§ Problem set:
a) The opinion piece on Romania and the Rosia Montana mine names what "did not appear overnight" after EU accession. List each of those items.
b) Carry on the opinion piece about Romania and the Rosia Montana mine past its final sentence.

§ Document excerpt:
+++
03/12/2013 05:03 GMT | Updated 01/02/2014 05:59 GMT

Romania in the Global Economy - Or Not

Last month the Romanian government's Joint Special Commission issued its report on the Rosia Montana gold and silver mine. The 90-page report summarised the findings of two months of debate, hearings, and submissions for a project that has generated some controversy and a great deal of interest in our country.

This has been no ordinary debate. Although the apparent topic is a gold mine it has become clear that this is actually about something much bigger.

The issue is the potential revival of Romania's once proud mining sector which, before 1990, employed over a million people in direct and indirect jobs. It is about the economic health of our nation. And it is about our country's ability to participate in the global economy of tomorrow.

Ultimately this is a debate about our future economic path, and the sort of country we want to be.

Today we are known as the second poorest country in Europe. Unemployment is high and average monthly wages are less than €390 per person. We suffer from a poor reputation in western European countries because of fears of uncontrolled worker migration by Romanians in search of jobs.

When we joined the EU in 2007 Romanians had high hopes for a new era of jobs and prosperity. We anticipated major new infrastructure, investment and we hoped to see an immediate uptick in standards of living and the economy.

But the impact of EU accession was not as profound as we wished and believed it would be. The timing coincided with the global financial crisis and the expected roads, bridges, hospitals, schools and jobs did not appear overnight.

Yet we have a skilled and educated workforce. We have significant and diverse resources. And we have the desire to become a great nation within Europe, maybe even one day the second richest not the second poorest.

So what is the answer?

Put simply we urgently need to grow our economy. Growth can only happen in two ways and we need to do both - we need to attract our fair share of foreign investment, and we need to help local businesses of all sizes to act as an engine of economic activity.

Roşia Montană will be the largest gold mine in Europe and will produce approximately 500,000 ounces of gold per year.

There are no economic risks to Romania in developing the mine, but the benefits are tremendous - $24Bn in economic impact assuming gold is sold at $1200 per ounce, with a positive impact on the environment and local heritage.

In a few years, if the world sees that the investment in Roşia Montană has been a good one, then other investors will come knocking at our door. This one project will herald the revival of Romania's once proud mining sector. And it will signal to the world that Romania is 'open for business'.
+++
Stored data:
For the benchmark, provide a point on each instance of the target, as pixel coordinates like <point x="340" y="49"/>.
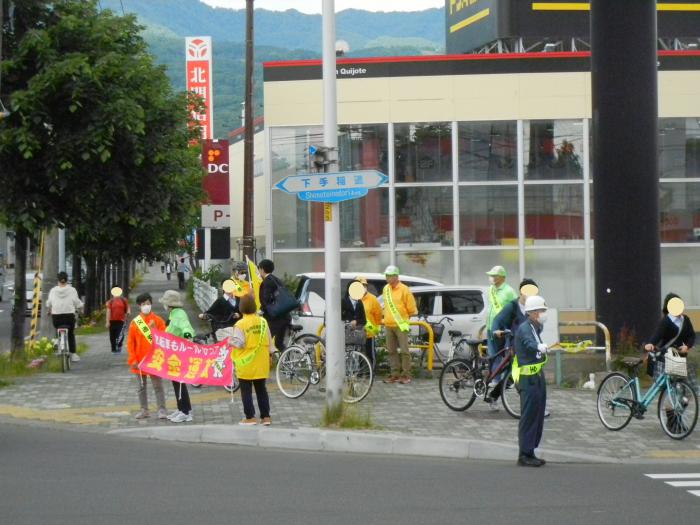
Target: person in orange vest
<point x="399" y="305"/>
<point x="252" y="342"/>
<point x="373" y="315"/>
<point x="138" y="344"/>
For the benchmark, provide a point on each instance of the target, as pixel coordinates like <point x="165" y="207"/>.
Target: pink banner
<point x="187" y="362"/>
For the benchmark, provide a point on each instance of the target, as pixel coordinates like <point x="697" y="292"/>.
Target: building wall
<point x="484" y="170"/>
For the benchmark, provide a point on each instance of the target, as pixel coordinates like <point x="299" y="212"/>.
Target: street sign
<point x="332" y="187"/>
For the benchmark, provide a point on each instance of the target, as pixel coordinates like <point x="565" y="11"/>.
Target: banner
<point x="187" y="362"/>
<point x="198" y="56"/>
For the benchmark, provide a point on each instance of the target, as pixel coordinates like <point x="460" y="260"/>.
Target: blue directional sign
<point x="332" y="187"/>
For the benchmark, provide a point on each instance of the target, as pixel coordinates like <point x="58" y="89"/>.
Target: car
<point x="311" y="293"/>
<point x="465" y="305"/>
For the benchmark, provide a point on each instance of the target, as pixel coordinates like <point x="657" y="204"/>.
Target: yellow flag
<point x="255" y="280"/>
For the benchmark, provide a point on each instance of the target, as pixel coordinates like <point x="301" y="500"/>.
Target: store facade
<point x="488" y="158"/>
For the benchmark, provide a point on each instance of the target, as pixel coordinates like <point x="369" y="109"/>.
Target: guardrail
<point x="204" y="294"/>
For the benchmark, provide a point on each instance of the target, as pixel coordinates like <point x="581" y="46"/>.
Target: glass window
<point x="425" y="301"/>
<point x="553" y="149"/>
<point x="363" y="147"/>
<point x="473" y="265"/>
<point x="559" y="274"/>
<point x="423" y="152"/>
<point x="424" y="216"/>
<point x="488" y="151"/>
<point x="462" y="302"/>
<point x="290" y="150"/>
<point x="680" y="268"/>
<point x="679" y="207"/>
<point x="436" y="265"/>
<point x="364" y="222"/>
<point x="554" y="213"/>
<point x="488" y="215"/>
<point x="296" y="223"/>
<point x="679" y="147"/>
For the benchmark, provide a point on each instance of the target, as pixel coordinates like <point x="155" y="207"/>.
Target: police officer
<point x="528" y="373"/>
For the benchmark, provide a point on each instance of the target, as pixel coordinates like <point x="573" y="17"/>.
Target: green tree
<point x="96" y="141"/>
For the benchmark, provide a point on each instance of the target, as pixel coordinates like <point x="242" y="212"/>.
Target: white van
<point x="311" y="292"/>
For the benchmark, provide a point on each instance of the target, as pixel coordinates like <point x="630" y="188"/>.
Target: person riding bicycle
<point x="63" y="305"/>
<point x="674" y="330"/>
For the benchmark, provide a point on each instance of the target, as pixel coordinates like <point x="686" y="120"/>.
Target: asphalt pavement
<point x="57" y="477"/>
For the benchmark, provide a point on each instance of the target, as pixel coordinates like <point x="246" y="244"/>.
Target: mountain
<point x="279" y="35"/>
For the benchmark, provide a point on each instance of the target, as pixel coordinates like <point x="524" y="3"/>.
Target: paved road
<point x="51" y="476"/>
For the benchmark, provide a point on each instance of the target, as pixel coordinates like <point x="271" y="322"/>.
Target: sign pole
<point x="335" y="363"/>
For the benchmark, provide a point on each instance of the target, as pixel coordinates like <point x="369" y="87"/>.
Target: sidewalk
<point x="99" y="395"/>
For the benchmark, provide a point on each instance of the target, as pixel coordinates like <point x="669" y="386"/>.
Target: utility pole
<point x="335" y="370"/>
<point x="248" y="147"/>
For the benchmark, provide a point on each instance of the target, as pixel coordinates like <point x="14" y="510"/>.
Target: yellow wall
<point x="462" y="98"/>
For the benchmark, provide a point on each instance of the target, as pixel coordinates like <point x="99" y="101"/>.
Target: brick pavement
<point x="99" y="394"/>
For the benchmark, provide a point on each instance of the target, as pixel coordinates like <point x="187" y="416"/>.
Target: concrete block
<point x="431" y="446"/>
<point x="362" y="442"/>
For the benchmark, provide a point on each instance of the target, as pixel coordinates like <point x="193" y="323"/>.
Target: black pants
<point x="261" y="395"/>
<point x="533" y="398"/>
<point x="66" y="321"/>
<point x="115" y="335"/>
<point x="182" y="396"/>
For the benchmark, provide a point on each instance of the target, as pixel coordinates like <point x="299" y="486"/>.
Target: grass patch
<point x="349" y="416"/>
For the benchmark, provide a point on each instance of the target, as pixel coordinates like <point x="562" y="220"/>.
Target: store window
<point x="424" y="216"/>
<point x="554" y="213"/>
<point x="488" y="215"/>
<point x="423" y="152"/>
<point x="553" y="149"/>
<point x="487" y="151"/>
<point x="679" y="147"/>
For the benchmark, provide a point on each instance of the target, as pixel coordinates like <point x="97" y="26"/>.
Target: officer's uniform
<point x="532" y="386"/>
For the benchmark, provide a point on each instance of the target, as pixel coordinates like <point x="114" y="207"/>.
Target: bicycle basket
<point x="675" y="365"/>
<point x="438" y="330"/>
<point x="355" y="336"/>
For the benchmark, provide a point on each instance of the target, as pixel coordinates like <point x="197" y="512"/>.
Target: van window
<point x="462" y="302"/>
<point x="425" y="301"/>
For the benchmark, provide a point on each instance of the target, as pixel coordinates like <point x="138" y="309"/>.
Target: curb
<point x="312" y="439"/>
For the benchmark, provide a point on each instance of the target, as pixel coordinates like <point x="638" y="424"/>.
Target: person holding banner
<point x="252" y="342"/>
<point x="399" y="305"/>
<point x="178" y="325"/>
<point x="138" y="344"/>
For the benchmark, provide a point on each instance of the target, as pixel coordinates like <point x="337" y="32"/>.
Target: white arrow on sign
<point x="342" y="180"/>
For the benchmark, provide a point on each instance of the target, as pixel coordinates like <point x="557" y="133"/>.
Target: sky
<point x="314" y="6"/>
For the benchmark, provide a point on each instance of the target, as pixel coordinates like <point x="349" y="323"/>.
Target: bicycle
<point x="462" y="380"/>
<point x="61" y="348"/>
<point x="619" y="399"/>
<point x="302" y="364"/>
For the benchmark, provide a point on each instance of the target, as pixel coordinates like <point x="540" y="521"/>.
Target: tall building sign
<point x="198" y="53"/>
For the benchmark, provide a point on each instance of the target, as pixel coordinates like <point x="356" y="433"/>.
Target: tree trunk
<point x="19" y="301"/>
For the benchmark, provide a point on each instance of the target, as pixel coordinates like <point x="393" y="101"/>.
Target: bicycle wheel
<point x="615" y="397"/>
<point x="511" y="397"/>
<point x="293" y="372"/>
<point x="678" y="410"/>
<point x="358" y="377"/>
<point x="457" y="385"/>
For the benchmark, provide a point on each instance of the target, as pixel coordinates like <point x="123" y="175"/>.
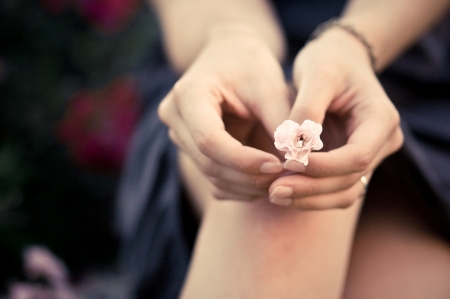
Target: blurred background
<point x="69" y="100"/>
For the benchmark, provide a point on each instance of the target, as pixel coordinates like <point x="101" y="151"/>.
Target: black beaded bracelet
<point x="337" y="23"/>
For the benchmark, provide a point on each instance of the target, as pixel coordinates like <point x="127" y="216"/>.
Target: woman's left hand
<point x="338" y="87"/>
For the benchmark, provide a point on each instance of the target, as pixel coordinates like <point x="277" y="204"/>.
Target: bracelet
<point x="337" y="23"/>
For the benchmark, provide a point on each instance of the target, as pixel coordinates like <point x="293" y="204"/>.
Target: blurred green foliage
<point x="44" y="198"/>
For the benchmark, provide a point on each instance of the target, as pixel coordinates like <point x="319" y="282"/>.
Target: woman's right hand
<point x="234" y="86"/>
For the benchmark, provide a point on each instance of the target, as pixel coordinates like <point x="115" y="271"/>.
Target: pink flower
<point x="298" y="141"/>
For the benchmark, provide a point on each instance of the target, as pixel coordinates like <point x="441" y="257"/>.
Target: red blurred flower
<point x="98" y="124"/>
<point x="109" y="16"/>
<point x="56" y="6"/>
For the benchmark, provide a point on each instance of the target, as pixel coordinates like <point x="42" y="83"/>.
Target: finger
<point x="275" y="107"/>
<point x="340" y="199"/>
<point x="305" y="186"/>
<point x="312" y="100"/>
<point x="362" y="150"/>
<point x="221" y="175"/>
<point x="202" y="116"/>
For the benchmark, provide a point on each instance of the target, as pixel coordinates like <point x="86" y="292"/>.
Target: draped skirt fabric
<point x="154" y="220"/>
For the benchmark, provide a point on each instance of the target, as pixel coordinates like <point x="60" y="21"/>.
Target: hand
+++
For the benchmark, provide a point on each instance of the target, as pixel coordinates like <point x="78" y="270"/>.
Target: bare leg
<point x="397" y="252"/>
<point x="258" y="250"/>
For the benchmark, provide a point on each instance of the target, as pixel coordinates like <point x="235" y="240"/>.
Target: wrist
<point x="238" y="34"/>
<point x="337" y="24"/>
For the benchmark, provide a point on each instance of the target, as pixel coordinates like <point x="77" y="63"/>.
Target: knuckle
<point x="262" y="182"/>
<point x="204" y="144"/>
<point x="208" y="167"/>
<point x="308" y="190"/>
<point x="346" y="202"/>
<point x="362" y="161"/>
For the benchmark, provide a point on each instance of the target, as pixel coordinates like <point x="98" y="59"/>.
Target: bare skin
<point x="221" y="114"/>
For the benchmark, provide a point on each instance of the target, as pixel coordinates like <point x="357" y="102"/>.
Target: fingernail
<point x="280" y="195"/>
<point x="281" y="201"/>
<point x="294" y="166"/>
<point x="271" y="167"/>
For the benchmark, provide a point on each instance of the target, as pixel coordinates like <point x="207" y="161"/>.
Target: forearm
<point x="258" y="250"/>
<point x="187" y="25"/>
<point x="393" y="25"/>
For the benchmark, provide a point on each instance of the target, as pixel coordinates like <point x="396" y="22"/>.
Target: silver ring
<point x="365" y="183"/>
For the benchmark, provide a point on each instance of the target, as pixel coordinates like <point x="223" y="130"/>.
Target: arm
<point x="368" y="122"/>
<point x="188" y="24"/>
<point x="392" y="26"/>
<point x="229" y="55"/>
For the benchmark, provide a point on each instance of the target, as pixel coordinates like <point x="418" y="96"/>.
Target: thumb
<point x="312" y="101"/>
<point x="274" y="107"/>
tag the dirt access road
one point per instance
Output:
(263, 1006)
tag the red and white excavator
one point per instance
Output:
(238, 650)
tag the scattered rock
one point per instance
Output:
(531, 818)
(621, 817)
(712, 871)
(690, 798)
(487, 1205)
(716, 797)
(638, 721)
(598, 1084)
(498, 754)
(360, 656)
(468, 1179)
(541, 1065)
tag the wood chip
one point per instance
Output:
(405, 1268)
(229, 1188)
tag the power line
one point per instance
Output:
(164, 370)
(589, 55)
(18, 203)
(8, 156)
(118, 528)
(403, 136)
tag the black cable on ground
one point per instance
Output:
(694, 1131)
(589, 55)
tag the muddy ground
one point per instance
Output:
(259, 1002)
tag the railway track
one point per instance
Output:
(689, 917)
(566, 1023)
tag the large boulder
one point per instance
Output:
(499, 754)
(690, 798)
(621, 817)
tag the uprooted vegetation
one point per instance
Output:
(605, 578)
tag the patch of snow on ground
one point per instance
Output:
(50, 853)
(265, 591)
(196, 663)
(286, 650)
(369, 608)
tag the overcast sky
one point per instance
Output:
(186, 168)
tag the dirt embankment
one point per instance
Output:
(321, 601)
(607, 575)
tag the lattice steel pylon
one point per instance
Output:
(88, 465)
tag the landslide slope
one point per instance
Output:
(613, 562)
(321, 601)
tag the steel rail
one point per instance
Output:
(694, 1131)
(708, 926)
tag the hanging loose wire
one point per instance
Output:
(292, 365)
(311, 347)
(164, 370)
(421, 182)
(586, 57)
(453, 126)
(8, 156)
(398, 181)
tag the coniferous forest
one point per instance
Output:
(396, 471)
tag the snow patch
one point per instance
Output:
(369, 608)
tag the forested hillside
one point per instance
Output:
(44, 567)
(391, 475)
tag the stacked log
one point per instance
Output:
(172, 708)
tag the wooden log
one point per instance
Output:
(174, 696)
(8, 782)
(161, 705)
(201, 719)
+++
§ Results for the exercise:
a) Roads, bridges, hospitals, schools, jobs

b)
No wonder then that over the past few months there has been an active national debate about this project in parliament, in the news, and on the streets.

In any debate there will always be those who take radical positions. Some people will say they want nothing to do with foreign investment and economic progress. That is their opinion and they are entitled to it.

But for those people who believe that our future path lies in economic growth and participation in the global market the questions we really have to ask ourselves are how do we embrace foreign investment, what are the implications, and where does this path lead?

Investors require predictability. They need to know that when a government makes a deal and a partnership is established that the host nation as well as the investor sticks to the terms and delivers the benefits. When somebody offers them the rights to build a railway, open a power station, dig a mine, or finance a new technology investors need to know that a predictable, and transparent process takes place.

And investors require commitment and partnership. By aligning incentives, and by making sure that risks are rewarded, everybody benefits. A fair profit for all will encourage more and more investment. In turn, investment enables us to protect and preserve the environment and our cultural heritage. It is a cycle that repeats itself.

So Romania has announced its intention to introduce improved mining legislation from which a new gold and silver mining sector can emerge, bringing jobs and wealth for the nation.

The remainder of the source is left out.